>> BEGIN Data supplied
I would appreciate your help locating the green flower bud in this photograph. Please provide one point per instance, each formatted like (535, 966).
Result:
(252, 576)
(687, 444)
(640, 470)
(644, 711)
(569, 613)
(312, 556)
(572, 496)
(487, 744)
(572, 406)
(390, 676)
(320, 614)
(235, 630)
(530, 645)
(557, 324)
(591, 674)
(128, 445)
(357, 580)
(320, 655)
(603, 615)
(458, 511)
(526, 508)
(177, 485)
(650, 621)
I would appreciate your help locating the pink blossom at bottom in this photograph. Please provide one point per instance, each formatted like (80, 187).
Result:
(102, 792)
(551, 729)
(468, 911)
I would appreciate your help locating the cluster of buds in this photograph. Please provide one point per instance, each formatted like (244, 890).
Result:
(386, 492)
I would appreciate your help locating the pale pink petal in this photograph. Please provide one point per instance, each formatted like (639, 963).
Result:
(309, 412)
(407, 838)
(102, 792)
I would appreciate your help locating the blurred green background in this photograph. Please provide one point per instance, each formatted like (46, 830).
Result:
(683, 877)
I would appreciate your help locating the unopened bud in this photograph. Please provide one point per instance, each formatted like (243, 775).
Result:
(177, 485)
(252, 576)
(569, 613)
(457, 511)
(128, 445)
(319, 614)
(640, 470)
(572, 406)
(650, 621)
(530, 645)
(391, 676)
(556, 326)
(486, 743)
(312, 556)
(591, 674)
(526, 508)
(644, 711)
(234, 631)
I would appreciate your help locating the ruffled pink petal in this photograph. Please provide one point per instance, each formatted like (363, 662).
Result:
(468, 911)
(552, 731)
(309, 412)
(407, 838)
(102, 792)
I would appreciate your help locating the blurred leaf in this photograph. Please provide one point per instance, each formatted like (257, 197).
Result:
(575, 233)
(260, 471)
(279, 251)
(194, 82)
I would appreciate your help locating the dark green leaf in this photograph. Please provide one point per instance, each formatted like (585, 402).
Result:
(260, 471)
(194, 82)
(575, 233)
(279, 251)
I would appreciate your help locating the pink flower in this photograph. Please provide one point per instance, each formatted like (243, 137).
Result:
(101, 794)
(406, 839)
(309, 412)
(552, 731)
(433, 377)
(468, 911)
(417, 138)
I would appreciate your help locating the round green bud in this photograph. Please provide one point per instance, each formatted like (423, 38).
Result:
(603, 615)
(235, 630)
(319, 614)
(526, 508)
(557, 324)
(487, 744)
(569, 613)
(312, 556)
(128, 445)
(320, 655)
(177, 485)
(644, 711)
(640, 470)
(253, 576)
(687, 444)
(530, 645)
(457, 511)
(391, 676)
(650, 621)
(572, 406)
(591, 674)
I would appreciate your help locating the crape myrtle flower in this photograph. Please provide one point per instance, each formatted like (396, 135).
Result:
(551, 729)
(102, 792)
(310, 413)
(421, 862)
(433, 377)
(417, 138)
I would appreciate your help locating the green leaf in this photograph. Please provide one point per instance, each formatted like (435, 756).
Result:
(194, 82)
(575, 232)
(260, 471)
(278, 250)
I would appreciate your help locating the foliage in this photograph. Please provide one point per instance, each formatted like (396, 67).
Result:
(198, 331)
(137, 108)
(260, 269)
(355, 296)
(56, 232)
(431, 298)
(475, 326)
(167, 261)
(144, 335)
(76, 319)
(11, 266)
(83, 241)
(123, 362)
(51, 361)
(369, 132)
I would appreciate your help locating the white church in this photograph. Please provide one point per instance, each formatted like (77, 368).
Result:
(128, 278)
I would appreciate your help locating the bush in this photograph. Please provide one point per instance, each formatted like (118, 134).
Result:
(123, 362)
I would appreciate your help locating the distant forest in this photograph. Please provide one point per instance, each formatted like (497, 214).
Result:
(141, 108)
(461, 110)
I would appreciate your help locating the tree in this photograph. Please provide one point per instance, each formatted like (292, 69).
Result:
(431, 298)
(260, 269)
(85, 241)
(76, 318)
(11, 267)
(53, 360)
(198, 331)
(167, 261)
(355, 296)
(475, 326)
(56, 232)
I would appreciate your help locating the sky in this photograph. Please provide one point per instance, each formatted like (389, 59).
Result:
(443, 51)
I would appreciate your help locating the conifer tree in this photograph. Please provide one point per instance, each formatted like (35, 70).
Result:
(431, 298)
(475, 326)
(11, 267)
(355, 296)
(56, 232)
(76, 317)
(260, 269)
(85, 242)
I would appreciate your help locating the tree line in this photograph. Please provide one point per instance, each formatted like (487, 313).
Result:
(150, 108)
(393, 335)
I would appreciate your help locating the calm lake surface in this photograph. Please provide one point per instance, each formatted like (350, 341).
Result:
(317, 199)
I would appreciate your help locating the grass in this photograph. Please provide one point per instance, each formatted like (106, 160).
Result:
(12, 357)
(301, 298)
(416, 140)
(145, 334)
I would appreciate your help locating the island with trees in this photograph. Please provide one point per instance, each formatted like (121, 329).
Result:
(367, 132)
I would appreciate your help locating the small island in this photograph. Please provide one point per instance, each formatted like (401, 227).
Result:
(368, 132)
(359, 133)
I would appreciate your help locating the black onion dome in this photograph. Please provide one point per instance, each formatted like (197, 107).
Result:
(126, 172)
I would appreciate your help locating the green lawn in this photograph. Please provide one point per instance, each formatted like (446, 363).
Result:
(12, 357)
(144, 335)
>> END Data supplied
Challenge →
Lay out the lines of the listing from the line with "I would appreciate your help locating the black" through the end of the listing, both ends included, as a Markdown table with the columns Row and Line. Number each line in Row and skip any blank lines.

Result of the task →
| Row | Line |
|---|---|
| 1 | I would appreciate your help locating the black onion dome in this photograph. Please provide one point per instance, each formatted like (197, 107). |
| 2 | Result: |
| 3 | (126, 172) |
| 4 | I would appreciate your help locating the green lawn in this photograph. Please provide one point per instance, each formatted like (446, 363). |
| 5 | Result: |
| 6 | (12, 357) |
| 7 | (144, 335) |